### Task details
Search the entries below for "front" and copy each matching line.

### Collected data
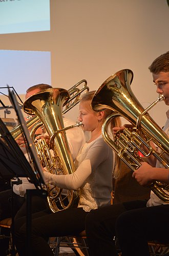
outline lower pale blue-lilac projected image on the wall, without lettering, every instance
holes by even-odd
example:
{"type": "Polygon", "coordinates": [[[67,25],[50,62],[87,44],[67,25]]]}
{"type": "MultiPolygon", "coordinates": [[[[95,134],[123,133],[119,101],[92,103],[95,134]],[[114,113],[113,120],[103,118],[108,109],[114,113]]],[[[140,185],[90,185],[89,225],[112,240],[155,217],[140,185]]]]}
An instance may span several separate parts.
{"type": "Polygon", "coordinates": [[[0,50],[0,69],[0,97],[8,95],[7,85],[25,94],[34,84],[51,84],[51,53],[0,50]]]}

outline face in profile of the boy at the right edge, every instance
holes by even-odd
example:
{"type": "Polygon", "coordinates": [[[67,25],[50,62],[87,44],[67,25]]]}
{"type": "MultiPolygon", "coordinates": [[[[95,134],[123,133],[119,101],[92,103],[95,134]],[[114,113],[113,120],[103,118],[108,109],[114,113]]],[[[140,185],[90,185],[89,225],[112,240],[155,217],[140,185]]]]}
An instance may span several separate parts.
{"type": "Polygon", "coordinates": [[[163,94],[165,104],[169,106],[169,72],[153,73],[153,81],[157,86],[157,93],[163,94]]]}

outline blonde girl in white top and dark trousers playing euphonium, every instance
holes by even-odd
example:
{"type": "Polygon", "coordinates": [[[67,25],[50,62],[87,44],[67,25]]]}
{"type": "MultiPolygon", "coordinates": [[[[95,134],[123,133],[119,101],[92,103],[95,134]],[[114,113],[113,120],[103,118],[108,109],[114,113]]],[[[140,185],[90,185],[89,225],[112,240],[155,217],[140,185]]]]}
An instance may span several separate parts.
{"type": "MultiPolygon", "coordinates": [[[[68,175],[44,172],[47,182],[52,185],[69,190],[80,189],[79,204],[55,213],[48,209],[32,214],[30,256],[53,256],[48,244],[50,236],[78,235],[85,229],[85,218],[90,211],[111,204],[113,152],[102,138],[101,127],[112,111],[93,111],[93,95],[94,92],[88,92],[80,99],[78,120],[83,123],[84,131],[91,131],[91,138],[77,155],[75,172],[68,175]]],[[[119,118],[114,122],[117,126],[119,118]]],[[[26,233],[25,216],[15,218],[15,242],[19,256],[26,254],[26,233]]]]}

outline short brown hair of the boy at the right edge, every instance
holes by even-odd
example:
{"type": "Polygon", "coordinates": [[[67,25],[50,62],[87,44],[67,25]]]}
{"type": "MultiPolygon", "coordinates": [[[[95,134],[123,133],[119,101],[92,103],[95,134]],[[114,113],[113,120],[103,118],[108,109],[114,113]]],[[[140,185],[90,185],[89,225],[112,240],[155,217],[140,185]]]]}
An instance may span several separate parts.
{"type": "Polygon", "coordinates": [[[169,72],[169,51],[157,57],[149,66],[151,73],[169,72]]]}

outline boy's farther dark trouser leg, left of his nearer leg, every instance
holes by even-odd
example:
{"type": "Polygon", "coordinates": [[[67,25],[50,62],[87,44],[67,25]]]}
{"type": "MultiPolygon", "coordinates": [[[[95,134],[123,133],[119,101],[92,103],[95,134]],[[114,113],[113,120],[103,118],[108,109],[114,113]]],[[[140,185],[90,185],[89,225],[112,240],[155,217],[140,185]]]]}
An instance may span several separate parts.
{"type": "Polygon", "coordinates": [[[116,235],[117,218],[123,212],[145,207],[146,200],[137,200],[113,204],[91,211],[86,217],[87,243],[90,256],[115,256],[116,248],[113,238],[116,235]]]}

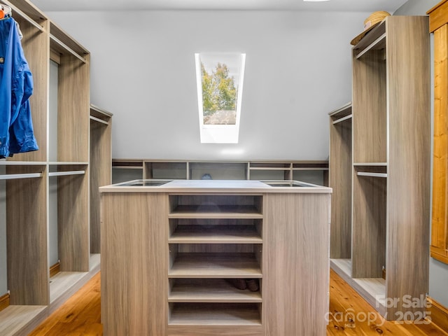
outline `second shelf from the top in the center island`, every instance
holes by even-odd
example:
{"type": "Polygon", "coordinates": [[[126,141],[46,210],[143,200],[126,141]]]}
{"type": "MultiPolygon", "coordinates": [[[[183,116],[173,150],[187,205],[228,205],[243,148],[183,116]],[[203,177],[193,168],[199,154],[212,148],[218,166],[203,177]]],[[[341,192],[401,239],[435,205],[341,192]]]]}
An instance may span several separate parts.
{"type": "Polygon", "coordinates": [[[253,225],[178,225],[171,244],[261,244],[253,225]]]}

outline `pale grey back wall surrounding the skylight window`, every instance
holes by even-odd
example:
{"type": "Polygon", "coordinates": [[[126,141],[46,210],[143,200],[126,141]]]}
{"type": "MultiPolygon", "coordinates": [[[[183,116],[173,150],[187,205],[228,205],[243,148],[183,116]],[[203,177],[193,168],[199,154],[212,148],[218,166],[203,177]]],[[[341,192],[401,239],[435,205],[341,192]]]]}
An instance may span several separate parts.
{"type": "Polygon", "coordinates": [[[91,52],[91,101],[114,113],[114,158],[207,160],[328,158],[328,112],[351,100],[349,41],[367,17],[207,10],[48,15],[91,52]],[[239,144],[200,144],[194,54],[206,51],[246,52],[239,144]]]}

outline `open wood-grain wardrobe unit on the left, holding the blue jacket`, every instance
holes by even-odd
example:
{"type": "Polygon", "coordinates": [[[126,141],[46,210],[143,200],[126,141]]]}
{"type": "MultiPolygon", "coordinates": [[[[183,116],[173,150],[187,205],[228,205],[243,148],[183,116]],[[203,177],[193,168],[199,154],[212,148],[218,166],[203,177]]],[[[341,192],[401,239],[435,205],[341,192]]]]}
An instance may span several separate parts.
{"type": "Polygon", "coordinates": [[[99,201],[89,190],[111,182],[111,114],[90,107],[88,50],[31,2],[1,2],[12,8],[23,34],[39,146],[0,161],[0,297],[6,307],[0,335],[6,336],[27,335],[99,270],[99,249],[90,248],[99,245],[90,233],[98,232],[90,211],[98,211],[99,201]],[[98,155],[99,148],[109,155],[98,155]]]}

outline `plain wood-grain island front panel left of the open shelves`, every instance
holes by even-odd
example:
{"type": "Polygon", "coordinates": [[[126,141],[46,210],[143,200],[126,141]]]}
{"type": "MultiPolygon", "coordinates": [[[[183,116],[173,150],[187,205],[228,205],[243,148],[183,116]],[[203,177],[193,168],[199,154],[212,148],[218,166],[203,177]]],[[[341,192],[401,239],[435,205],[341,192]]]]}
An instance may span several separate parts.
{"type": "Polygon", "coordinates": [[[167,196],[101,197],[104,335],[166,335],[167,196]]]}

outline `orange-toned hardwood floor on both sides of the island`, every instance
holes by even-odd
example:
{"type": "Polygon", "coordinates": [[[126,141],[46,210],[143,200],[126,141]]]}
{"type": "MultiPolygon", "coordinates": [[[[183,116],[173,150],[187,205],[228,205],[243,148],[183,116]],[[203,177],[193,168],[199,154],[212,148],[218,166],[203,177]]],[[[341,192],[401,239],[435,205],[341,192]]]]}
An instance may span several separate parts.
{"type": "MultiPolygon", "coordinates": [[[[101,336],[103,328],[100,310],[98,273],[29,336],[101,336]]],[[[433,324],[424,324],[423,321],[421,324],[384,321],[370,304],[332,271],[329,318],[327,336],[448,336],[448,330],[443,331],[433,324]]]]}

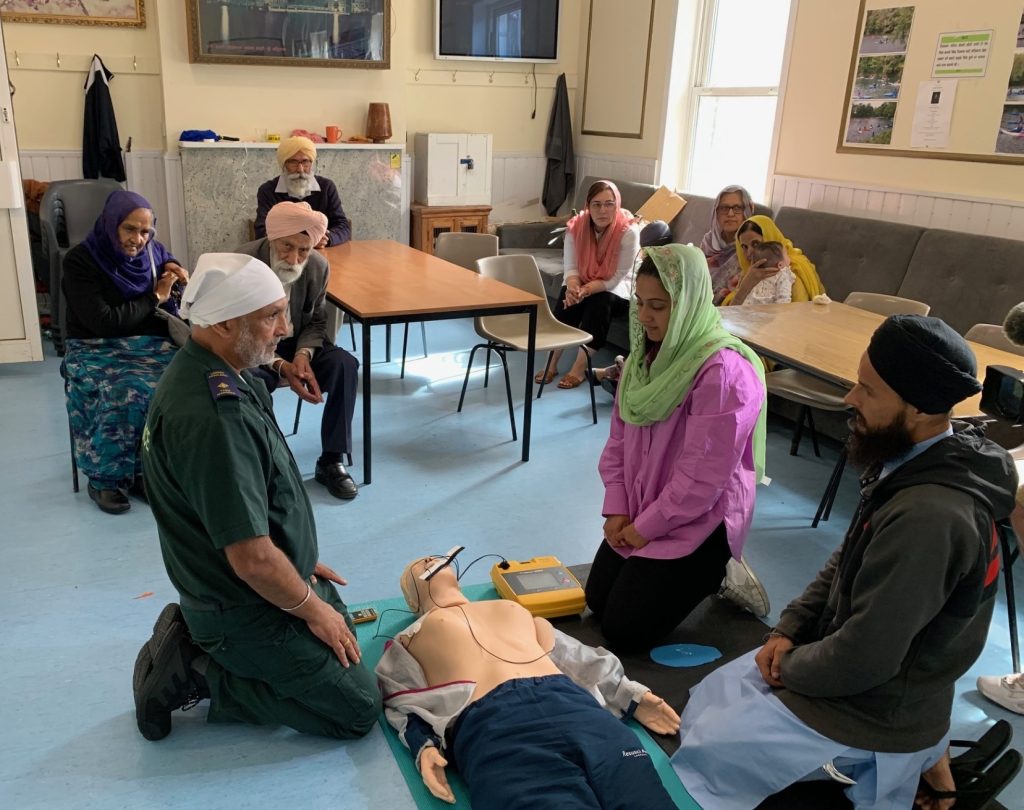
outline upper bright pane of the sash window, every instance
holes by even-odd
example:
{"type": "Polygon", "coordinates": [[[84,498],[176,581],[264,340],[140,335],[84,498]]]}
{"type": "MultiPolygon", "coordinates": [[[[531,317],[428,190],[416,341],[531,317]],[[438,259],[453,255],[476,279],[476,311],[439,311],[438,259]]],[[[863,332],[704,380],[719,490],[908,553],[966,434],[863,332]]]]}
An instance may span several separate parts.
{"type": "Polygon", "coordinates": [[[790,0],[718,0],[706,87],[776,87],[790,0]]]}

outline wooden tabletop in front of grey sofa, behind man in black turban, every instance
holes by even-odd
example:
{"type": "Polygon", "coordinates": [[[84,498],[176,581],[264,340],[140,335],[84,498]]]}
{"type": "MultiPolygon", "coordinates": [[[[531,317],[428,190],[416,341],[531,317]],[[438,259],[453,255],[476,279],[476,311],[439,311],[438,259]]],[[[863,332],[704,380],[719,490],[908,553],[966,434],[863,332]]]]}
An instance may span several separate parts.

### Response box
outline `plain wood-grain island front panel left of the open shelves`, every instance
outline wooden tabletop in front of grey sofa, behind man in black turban, every instance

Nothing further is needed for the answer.